→ **Given exercise**:
Copy the lines below word for word, leaving out the pictures.

%%

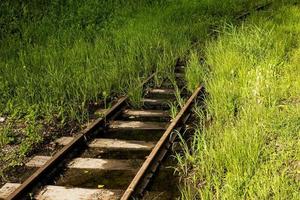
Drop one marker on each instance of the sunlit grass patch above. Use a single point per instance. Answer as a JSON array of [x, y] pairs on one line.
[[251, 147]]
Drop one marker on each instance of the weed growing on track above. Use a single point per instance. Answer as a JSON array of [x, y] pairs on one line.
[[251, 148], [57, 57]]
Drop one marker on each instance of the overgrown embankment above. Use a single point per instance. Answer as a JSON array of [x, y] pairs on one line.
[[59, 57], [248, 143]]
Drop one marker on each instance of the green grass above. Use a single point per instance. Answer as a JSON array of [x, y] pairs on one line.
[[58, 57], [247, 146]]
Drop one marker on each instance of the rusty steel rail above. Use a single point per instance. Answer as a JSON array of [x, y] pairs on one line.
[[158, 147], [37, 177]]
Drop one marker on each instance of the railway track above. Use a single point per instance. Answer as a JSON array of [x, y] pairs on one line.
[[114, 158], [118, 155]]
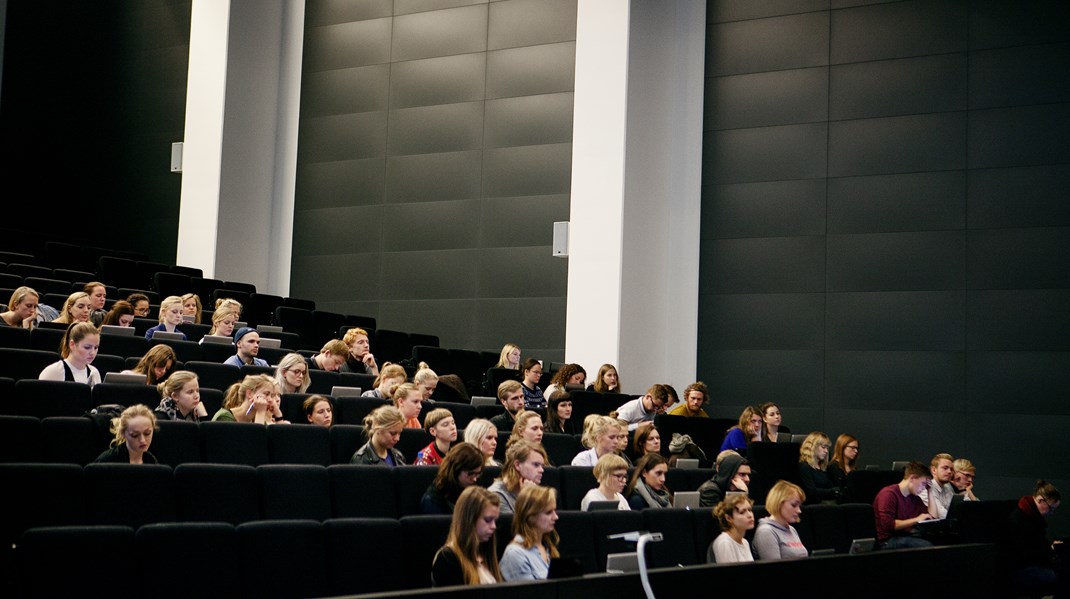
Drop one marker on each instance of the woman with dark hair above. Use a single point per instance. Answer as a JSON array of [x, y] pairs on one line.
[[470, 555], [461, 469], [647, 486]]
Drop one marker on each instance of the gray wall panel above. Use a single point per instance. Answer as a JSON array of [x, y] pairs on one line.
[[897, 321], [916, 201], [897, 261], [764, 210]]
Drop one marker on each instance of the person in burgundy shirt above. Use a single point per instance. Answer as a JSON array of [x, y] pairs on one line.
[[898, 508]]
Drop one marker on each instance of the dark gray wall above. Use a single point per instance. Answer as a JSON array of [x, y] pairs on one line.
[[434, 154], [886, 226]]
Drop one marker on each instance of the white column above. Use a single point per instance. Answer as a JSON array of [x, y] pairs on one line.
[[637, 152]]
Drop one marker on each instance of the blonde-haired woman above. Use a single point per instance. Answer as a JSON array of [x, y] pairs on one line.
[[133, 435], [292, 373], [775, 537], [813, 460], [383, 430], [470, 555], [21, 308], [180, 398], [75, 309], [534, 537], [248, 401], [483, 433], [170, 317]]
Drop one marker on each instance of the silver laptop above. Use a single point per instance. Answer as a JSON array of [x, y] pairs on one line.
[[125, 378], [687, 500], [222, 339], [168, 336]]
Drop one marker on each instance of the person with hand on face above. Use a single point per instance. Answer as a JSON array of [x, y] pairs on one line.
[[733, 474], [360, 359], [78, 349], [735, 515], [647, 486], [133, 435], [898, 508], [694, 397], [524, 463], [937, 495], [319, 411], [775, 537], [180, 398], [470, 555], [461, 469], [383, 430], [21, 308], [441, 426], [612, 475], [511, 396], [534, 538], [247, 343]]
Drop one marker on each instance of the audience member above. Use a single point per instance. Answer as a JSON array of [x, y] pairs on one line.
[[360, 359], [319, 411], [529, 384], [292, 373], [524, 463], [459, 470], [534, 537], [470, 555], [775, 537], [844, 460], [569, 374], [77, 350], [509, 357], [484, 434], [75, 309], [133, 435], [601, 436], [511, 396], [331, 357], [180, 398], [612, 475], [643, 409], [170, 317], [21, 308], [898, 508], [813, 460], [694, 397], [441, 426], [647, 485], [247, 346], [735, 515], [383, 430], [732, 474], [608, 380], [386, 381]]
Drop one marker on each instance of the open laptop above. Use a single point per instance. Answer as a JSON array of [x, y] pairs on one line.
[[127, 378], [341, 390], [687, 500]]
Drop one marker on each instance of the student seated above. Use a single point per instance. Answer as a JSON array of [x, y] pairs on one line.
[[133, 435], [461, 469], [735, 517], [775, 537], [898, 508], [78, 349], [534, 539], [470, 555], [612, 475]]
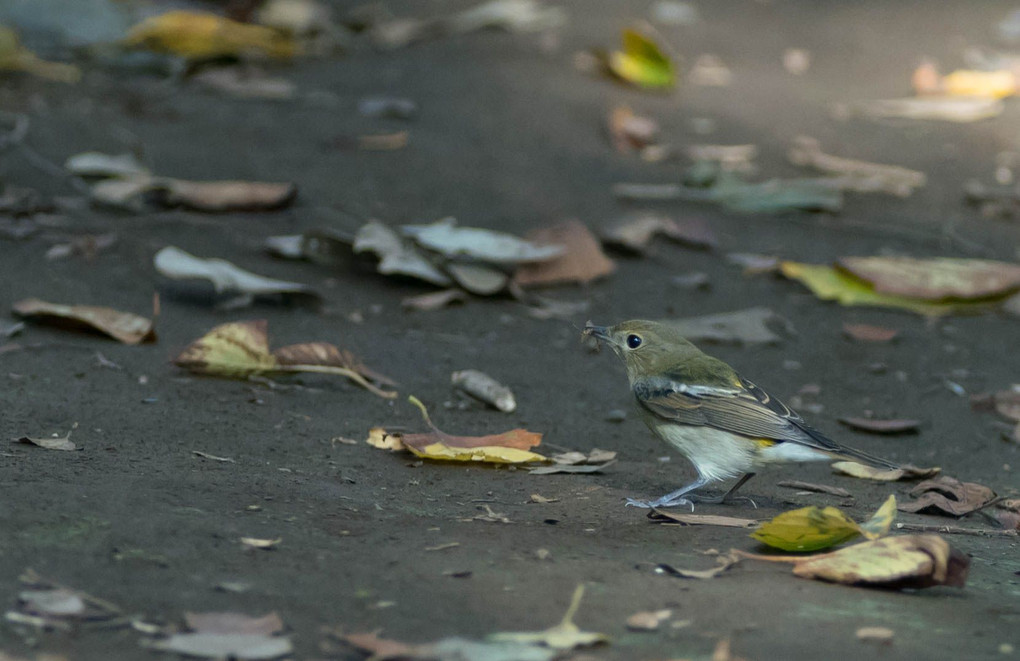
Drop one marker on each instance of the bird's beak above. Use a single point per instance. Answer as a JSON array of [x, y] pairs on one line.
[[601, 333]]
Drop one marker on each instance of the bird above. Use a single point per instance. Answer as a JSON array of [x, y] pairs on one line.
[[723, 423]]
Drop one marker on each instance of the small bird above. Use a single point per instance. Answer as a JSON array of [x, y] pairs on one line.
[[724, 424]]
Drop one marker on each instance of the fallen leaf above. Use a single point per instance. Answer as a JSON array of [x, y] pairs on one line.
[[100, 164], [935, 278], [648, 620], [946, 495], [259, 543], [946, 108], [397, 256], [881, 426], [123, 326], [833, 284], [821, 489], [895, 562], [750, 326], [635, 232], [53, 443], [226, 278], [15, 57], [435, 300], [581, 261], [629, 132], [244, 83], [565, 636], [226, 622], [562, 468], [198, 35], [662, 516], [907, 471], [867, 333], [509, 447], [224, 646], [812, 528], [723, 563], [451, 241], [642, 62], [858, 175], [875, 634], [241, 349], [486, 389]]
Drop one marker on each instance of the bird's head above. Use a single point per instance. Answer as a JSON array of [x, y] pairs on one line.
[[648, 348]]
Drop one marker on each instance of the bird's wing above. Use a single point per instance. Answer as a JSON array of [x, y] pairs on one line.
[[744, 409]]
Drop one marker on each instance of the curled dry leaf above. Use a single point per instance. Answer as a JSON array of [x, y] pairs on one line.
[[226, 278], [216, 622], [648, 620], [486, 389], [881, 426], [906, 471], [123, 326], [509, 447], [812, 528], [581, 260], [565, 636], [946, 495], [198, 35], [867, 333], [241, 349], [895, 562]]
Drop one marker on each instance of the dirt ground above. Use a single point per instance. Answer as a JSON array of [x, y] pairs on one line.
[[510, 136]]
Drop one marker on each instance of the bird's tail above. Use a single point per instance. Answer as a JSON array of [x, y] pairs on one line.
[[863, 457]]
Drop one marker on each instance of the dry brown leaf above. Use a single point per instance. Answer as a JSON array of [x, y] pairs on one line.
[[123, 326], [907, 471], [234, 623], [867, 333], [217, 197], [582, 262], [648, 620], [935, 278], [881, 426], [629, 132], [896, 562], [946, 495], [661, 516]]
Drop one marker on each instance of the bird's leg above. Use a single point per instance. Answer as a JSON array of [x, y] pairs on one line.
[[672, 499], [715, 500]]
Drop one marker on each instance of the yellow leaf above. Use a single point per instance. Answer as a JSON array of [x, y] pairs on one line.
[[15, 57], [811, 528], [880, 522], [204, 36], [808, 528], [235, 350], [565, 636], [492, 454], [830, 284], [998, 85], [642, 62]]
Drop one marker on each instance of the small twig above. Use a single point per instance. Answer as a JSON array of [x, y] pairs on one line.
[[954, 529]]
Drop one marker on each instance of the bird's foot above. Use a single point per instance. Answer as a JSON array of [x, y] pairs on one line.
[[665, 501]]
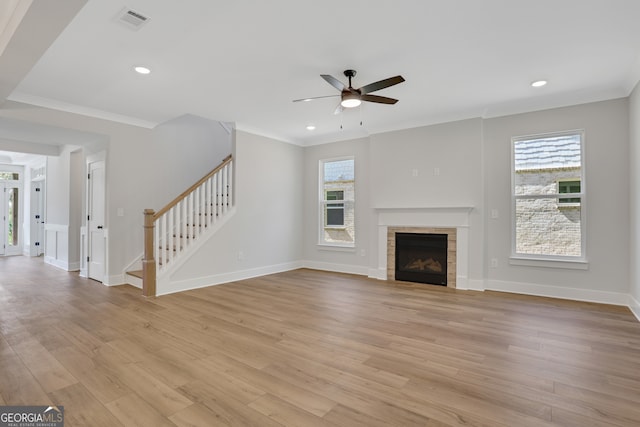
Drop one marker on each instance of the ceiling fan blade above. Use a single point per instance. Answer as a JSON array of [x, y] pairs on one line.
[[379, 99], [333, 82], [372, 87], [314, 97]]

%%

→ **Written answer**:
Drop one marker on each instance of the sunlit grass patch above. Use a single point per instance. Answer as a JSON array of [x, y] pairs on one line.
[[251, 147]]
Drop one marker on each instance of the weed growing on track above. Use a single point per instance. Answer as a JSON array of [x, y] pairs on one line.
[[251, 148], [57, 57]]
Drop one marker on each instance of the overgrown embankment above. Use a single point per instance. Answer as a JSON array of [x, y] pairs on one line.
[[59, 57], [248, 143]]
Drop one marker on each instance of the green grass above. Use a single point per instance. Answer as a JSON array of [x, y] pairs on one line.
[[58, 57], [247, 146]]
Drop one marker on each instance of the rusty steel rail above. Use a single point per instance. Answer as a JSON array of [x, y] pairs on one line.
[[158, 147], [37, 177]]
Drop one marker on each instance of the railway track above. Use a single point per instance. Answer as a JSON array of [x, y] pairs on one line.
[[114, 158], [118, 155]]
Drop one marker on each instance of the woman with dark hair above. Use a single point per instance. Answer as a JSON array of [x, y] pairs on one line.
[[470, 555], [461, 469], [647, 486]]
Drop one marker on each instance of the gray wall panel above. Use a single point per instance. Answer as a JSON array of [x, y] pairs on one line.
[[897, 321], [916, 201], [897, 261], [764, 210]]
Drop one marker on each instance of the person in burgundy shirt above. Use a single point per instance. Answer as a JSON array of [x, y] pairs on one line.
[[898, 508]]
Drop one marker on each instance of the dark gray wall above. Use a single point per instance. Answer as a JSON array of [x, y] pairs on one line.
[[434, 154], [886, 226]]
Drop one marker on each instance of the white column above. Use a single point per instance. Answer as a JSON array of [x, y] pairs on one line.
[[637, 152]]
Drop one marker on each instance of the blonde-haired woman above. Use a single point per instance. Answer as a JSON array of [x, y] pairs on one line.
[[133, 435], [292, 373], [775, 537], [813, 460], [383, 430], [470, 555], [21, 308], [180, 398], [75, 309], [534, 537], [248, 401], [483, 433], [170, 317]]
Drop one marker on each instance of the silver laptop above. Use a single point per instance. Answer as a JSON array of [x, y] pairs on one line.
[[125, 378], [687, 500], [222, 339], [168, 336]]
Drop one marker on each instance of the person with hand on face above. Use a single point per instance. Answer as a JSON array of [x, y] pairs on one line.
[[733, 474], [360, 359], [78, 349], [735, 515], [647, 486], [133, 435], [898, 508], [694, 397], [524, 463], [937, 495], [319, 411], [775, 537], [180, 398], [470, 555], [461, 469], [383, 430], [21, 308], [441, 426], [612, 475], [511, 396], [534, 538], [247, 343]]
Drop one marker on each instance of the audience member above. Use a single point per instance. Answer as a JSON array of [x, y] pairs on one line.
[[360, 359], [319, 411], [529, 384], [292, 373], [524, 463], [459, 470], [534, 537], [470, 555], [775, 537], [844, 460], [569, 374], [77, 350], [509, 357], [484, 434], [75, 309], [133, 435], [601, 436], [511, 396], [331, 357], [180, 398], [612, 475], [643, 409], [170, 317], [21, 308], [898, 508], [813, 460], [694, 397], [441, 426], [647, 485], [247, 346], [735, 515], [383, 430], [732, 474], [608, 380], [386, 381]]
Drop one marker on each instance of the open laptop above. Use a single point per instance. Answer as a JSON array of [x, y] pairs on one line.
[[127, 378], [341, 390], [687, 500]]
Drop one marker on each instance of the student seated above. Use a single point per instance. Answer as a JSON array of [x, y] pairs on one line.
[[133, 435], [461, 469], [735, 517], [775, 537], [898, 508], [78, 349], [534, 539], [470, 555], [612, 475]]
Drop one marker on each instance of the bird's beak above. Use a single point per instance. Answer as a JSON array of [x, y] pairs on one line.
[[601, 333]]
Drop one marker on each instance of the bird above. Use a single point per instance. Answer as a JSON array of [x, y] pairs on one line.
[[723, 423]]
Drop one marker on each instance of the small bird above. Use a single point per instance. Answer as a JSON array of [x, y] pairs on one line.
[[724, 424]]
Drop one marker on each instance of the fallen leaf above. Use a single point per instance. Answer as a JSON array of [x, y] pairs on one line.
[[100, 164], [935, 278], [648, 620], [946, 495], [259, 543], [946, 108], [397, 256], [881, 426], [123, 326], [833, 284], [821, 489], [895, 562], [750, 326], [635, 232], [53, 443], [226, 278], [15, 57], [435, 300], [581, 261], [629, 132], [244, 83], [565, 636], [226, 622], [562, 468], [198, 35], [662, 516], [907, 471], [867, 333], [509, 447], [224, 646], [812, 528], [723, 563], [451, 241], [642, 62], [858, 175], [875, 634], [241, 349], [486, 389]]
Drop one marker on each instance of the bird's head above. Use a single point per instance. Answer as a JSON array of [x, y] pairs on one line.
[[648, 348]]
Drop one marker on each instance of the bird's wing above. Use a single point per instance. Answer as a JSON array of [x, y] pairs on one line.
[[744, 409]]
Drop one marker on each instance of the curled dry leaf above. Use a single point per instance. Answer as a JSON array of [x, y] pairs on one line.
[[226, 278], [216, 622], [648, 620], [486, 389], [881, 426], [906, 471], [123, 326], [509, 447], [812, 528], [581, 260], [565, 636], [946, 495], [198, 35], [867, 333], [241, 349], [895, 562]]
Drop one marker on each instance of the dirt ground above. Use a single point per instance. Answer as a JSON array of [x, y] pairs on one line.
[[510, 136]]
Drop one marker on each instance of the bird's tail above. Use a single point per instance. Answer as a JSON array of [x, y] pairs on one line.
[[863, 457]]
Drop one marker on each instance of the dry brown leaf above. Use a single point per instance. Answer as a JSON array of [x, y] pairs on one line.
[[123, 326], [907, 471], [234, 623], [867, 333], [217, 197], [582, 262], [648, 620], [935, 278], [881, 426], [629, 132], [896, 562], [946, 495], [661, 516]]
Drop one marker on each instance of the bird's leg above. Use a single point per instance. Answer as a JSON array of [x, y] pairs on one line.
[[672, 499], [715, 500]]
Drop one marker on each instance of the yellow leaf above. Use a single point per instance. Answer as a JSON array of [x, y] pairs on one line.
[[15, 57], [811, 528], [880, 522], [204, 36], [808, 528], [235, 350], [565, 636], [492, 454], [830, 284], [998, 85], [642, 62]]
Drop one marker on each instance of the small twig above. Use a single point per instance. Answer as a JSON array of [x, y] pairs on one line.
[[954, 529]]
Drop one marker on each instance of the bird's foot above. Use a single point per instance. Answer as a JSON array of [x, y] pairs on one line.
[[665, 501]]
Drop one marker on each instance of the ceiling fan blade above. Use a single point per instance. Answer as a JSON array of [x, y] pairs on one line.
[[379, 99], [333, 82], [372, 87], [314, 97]]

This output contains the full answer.